## Qué se pide
A – Reproduce literalmente el fragmento del texto sobre la política que comienza en las palabras "No todos los" y termina después de "las estancias adyacentes.".
B – Retoma el texto sobre la política y prosíguelo a partir de su última oración.

## Texto

No todos los hombres de Estado están pagados por el gobierno. Hay funcionarios que no ocupan un escaño en el Parlamento, ni tampoco en las estancias adyacentes.
La política es el arte de la separación. Ahí donde la vida ha perdido su plenitud, donde el pensamiento y la acción de los individuos han sido seccionados, catalogados y encerrados en esferas separadas, ahí empieza la política. Habiendo alejado algunas actividades de los individuos (la discusión, el conflicto, la toma de decisión colectiva, el acuerdo) a una zona de sí que – avalada por su independencia – pretende gobernar a todas las demas, la política es al mismo tiempo separación entre separaciones y gestión jerárquica de la compartimentación. Se muestra así como una especialización, obligada a transformar el problema en suspenso de su propia función en el presupuesto necesario para resolver todos los problemas. Es por eso precisamente que el papel de los profesionales de la política es indiscutible – y lo único que podemos hacer es sustituirlos de vez en cuando. Cada vez que los subversivos aceptan separar los diferentes momentos de la vida y cambiar – partiendo de esa separación – las condiciones dadas, se convierten en los mejores aliados del orden del mundo. Y precisamente porque aspira a ser una especie de condición básica de la vida misma la política exhala por todas partes su aliento mortífero.

## Material
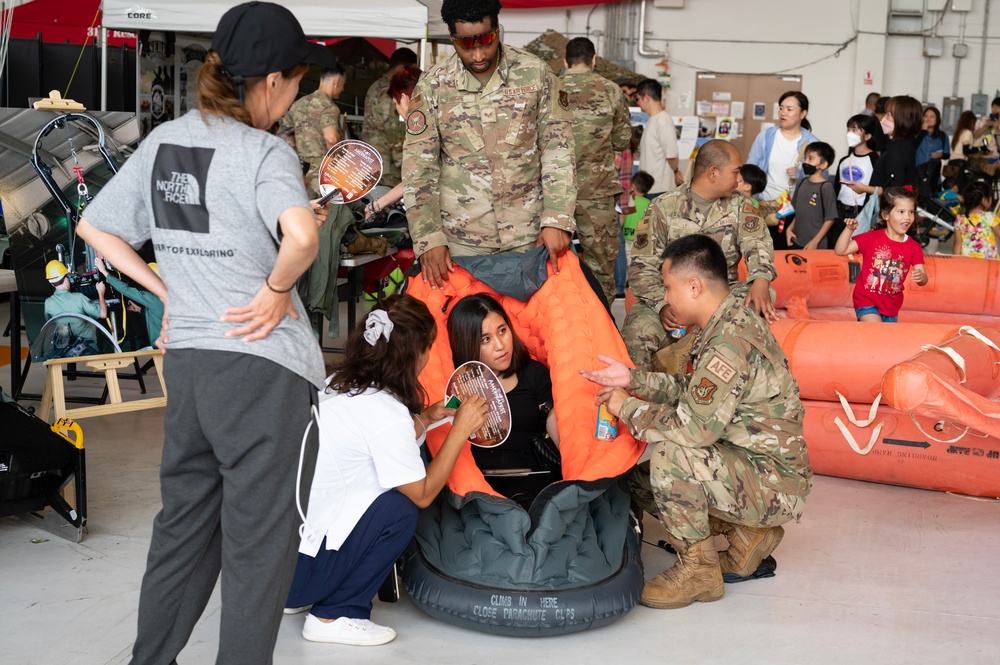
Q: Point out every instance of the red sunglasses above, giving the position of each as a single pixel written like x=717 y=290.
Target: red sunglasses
x=483 y=38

## Las respuestas
A –
No todos los hombres de Estado están pagados por el gobierno. Hay funcionarios que no ocupan un escaño en el Parlamento, ni tampoco en las estancias adyacentes.

B –
La política es el arte de la representación. Para gobernar las mutilaciones infligidas a la vida, constriñe a los individuos a la pasividad, a la contemplación del espectáculo montado sobre su propia imposibilidad de actuar, la delegación irresponsable de sus propias decisiones. Entonces, mientras que la abdicación de la voluntad de determinarse a sí mismos transforma a los individuos en apéndices de la máquina estatal, la política recompone en una falsa unidad la totalidad de los fragmentos. Poder e ideología celebran así sus funestas nupcias. Si la representación es lo que despoja a los individuos de su capacidad de actuar, ofreciéndole en contrapartida la ilusión de ser participantes y no espectadores, esta dimensión de la política reaparece siempre allí donde alguna organización suplanta a los individuos y algún programa los mantiene en su pasividad. Aparece siempre ahí donde una ideología une lo que en la vida esta separado.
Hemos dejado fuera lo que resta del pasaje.